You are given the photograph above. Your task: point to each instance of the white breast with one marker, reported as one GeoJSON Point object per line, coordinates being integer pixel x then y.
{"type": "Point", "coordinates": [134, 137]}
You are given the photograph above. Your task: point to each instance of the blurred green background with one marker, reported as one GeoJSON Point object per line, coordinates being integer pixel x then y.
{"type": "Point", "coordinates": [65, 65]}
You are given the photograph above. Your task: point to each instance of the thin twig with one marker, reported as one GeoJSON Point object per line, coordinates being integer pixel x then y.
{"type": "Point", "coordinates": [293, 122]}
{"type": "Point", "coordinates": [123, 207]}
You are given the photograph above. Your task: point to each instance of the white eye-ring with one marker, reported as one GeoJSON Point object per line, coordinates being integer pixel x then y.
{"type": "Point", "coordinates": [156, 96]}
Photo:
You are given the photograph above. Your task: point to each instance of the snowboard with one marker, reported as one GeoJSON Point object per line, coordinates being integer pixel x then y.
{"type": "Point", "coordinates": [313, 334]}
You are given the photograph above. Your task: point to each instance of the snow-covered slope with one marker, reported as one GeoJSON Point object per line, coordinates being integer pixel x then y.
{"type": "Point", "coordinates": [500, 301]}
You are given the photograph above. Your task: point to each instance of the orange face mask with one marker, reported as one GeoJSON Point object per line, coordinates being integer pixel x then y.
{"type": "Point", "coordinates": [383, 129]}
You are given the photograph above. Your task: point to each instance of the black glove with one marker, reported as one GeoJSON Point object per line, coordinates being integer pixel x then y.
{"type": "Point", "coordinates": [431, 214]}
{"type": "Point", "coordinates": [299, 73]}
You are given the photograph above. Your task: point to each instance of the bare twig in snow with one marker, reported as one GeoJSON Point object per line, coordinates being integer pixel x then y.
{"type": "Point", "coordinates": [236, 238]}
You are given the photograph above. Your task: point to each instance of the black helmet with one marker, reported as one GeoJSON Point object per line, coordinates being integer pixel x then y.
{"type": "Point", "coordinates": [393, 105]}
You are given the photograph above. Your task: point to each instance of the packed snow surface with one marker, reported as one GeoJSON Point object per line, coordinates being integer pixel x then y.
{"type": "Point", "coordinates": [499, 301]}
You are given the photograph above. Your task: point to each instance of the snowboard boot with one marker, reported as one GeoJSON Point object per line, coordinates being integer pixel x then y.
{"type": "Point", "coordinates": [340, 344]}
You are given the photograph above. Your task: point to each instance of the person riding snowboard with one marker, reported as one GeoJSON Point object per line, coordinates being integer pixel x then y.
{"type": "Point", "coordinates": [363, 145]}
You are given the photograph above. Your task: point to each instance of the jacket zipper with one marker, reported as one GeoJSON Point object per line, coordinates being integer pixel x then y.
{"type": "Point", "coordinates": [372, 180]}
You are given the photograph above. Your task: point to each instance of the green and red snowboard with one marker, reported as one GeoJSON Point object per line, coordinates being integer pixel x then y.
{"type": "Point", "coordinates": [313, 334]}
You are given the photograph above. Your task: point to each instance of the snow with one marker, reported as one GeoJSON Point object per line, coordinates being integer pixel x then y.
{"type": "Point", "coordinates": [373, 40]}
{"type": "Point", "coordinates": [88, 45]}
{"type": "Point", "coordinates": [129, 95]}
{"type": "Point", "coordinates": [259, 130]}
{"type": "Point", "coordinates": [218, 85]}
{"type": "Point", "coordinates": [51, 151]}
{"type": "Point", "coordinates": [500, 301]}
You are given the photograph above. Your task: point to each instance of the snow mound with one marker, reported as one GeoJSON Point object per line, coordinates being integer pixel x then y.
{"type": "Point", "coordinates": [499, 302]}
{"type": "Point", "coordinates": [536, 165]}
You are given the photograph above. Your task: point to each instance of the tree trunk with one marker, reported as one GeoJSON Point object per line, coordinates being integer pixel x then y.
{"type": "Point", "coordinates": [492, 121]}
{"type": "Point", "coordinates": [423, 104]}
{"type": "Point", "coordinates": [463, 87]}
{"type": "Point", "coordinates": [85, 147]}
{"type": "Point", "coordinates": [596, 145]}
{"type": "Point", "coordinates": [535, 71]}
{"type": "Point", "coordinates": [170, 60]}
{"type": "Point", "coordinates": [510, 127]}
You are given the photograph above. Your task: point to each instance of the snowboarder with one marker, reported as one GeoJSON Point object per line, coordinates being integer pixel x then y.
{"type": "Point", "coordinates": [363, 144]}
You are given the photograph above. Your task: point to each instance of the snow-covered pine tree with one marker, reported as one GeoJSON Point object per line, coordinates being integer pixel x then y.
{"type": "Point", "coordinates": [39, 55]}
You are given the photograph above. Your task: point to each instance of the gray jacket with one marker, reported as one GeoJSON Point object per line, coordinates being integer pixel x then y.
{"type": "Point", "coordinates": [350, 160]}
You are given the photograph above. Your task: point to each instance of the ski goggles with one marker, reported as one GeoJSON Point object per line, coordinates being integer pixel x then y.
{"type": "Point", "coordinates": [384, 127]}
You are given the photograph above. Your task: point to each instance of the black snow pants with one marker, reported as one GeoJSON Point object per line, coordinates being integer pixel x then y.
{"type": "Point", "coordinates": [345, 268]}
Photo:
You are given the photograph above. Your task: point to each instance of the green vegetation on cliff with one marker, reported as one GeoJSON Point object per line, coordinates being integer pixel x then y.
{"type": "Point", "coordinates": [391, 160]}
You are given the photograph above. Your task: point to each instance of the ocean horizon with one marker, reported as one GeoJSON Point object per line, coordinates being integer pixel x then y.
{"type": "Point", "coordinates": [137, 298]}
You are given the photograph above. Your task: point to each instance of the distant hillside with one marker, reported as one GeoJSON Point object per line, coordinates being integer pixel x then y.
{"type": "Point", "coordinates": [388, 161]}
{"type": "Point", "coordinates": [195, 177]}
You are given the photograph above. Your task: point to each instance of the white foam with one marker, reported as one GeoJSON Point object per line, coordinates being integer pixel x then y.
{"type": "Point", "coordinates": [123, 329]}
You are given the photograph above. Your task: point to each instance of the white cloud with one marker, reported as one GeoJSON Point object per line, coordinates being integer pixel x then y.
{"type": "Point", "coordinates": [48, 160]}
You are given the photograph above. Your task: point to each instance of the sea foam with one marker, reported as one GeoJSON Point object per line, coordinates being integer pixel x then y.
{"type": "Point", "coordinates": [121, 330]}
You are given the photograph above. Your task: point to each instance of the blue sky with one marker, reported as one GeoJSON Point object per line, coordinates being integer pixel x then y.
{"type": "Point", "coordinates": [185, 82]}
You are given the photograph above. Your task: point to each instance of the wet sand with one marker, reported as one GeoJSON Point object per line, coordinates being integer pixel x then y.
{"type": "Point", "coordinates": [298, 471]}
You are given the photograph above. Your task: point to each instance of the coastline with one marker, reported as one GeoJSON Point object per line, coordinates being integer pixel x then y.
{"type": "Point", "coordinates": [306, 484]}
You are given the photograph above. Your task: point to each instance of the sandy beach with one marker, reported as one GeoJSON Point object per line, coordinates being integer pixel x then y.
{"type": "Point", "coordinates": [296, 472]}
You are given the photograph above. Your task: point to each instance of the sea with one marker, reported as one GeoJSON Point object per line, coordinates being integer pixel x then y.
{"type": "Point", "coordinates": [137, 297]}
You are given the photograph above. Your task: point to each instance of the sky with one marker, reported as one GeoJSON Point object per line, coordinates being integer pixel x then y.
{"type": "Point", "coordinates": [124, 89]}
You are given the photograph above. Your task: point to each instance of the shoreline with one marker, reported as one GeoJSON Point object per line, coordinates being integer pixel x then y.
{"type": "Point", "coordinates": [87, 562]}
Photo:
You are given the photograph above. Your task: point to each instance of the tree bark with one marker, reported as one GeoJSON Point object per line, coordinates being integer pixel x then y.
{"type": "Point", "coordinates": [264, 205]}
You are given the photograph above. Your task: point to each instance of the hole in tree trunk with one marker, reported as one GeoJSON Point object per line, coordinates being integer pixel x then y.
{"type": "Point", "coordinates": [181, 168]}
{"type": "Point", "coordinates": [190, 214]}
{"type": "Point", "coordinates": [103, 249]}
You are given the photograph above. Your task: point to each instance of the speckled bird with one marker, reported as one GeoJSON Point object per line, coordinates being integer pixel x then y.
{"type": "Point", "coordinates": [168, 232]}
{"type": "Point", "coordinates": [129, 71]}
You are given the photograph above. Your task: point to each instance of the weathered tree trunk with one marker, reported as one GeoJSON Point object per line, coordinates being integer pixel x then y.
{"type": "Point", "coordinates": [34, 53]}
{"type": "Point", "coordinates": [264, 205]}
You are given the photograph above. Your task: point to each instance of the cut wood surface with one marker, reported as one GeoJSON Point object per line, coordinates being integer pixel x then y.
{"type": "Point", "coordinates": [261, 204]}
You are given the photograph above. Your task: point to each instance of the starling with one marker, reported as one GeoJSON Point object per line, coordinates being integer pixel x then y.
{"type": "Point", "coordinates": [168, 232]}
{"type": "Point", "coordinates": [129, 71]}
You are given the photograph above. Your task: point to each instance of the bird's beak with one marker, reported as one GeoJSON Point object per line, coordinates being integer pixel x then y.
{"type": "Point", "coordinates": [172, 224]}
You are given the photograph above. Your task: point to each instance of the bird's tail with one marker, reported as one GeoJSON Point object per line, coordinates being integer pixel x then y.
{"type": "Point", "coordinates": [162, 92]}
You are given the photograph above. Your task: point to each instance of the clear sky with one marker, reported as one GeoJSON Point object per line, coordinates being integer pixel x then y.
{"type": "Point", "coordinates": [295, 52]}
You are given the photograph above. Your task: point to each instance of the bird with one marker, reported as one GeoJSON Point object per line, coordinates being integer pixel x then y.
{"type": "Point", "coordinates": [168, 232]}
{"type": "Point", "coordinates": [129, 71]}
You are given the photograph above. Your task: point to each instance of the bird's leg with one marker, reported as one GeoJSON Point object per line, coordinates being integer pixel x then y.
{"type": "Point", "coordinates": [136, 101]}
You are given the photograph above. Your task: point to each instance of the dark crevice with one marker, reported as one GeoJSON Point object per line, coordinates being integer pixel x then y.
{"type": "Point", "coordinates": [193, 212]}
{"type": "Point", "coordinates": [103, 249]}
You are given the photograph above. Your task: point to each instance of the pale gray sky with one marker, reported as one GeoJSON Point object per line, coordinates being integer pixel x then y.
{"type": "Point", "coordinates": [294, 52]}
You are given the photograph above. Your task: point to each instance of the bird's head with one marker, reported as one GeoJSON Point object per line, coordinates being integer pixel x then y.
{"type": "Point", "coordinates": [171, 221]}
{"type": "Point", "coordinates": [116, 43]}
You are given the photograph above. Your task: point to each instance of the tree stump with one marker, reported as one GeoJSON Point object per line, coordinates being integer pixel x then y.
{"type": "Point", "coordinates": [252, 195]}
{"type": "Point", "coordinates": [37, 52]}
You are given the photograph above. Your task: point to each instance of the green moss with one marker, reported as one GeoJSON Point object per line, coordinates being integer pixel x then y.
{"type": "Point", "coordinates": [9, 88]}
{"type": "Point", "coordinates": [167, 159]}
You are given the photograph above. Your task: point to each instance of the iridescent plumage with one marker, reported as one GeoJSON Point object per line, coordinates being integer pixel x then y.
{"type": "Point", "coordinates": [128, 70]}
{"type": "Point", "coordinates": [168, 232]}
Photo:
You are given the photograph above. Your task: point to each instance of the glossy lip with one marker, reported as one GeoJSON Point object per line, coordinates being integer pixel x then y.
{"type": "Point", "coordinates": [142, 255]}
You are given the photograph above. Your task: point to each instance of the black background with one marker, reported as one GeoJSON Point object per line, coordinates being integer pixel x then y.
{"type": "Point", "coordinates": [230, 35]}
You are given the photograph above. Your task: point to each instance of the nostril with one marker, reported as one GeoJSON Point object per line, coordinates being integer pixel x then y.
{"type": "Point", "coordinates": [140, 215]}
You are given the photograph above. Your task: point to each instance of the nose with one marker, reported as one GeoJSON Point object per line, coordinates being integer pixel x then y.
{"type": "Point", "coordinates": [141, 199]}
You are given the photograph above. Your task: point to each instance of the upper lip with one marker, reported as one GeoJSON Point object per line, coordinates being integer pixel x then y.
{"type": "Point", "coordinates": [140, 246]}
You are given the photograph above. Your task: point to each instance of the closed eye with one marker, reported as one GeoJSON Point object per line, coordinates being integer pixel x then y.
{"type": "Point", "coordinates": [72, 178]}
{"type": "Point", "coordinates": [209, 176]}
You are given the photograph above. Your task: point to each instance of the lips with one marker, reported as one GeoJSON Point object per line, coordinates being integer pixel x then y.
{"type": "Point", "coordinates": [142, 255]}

Activity:
Here the answer is the exact run of lines above, from the line with "of the closed" down to the last, and nothing else.

Result of this exercise:
You are given the photograph above. Your task: point to each instance of the closed eye with one marker, reported as one GeoJSON Point object per line, coordinates being integer pixel x then y.
{"type": "Point", "coordinates": [72, 178]}
{"type": "Point", "coordinates": [209, 176]}
You are given the photograph above. Your task: point to each instance of the lips with one marker, reported as one GeoJSON Point object per line, coordinates being integer pixel x then y.
{"type": "Point", "coordinates": [142, 255]}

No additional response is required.